---------- Input
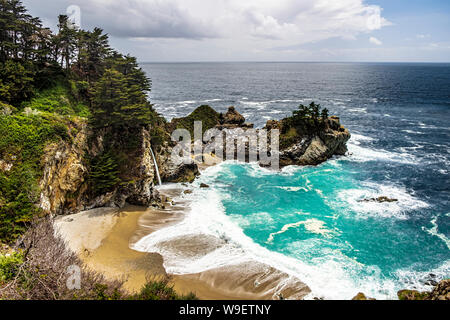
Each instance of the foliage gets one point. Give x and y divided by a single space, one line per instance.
9 266
46 78
307 118
160 289
22 141
58 100
207 115
15 82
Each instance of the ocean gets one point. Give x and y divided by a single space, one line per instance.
310 221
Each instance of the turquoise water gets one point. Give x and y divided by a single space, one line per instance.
313 215
309 221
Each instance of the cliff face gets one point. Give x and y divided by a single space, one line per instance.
297 145
65 182
316 148
65 186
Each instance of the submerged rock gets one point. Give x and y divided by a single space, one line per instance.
379 200
440 292
362 297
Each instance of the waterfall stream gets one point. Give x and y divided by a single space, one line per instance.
156 167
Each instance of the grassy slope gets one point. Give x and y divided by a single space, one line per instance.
23 137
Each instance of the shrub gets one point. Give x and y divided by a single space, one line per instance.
40 273
9 266
22 142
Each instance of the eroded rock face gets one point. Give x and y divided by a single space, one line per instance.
233 117
64 187
440 292
64 173
308 148
316 148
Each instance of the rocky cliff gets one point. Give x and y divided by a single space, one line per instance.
312 148
65 186
297 145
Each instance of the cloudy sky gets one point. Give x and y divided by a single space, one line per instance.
265 30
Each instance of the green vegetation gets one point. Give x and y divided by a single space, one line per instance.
308 118
9 266
207 115
304 121
22 143
160 289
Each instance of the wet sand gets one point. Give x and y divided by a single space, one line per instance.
102 238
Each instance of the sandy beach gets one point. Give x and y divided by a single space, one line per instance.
102 238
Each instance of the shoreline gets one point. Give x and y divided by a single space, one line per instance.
102 238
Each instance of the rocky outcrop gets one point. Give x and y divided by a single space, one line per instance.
297 146
440 292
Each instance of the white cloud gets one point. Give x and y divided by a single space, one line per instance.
375 41
290 21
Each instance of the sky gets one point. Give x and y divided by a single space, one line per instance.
264 30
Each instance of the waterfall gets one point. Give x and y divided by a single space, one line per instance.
156 166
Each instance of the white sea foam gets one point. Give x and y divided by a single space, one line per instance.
311 225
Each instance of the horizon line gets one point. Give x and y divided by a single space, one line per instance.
294 61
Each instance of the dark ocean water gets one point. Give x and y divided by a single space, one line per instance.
399 117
--------------------
**Given request:**
Restate word for word the lines from the one holding "Each instance of the white cloud" to the end of the listing, both ends included, and nothing more.

**In response:**
Each instance of the white cloud gets one point. Give x and y divided by a single space, one line per instance.
375 41
290 21
Each instance of the sky gets one point. Give x and y divided by a single space, one line per instance.
264 30
Each instance of the waterfall gets one point. Give x and y divided by a single space, one line per instance.
156 166
Each instance of the white sea foam gets one point. Give x and y divided by a single space, one line per instance.
311 225
Each instance of the horizon line gets one point. Give x and y divided by a single space, one line per instance.
294 61
Each instance of the dark ocean water gets one point. Give x and y divided by a single space, one line per instance.
399 117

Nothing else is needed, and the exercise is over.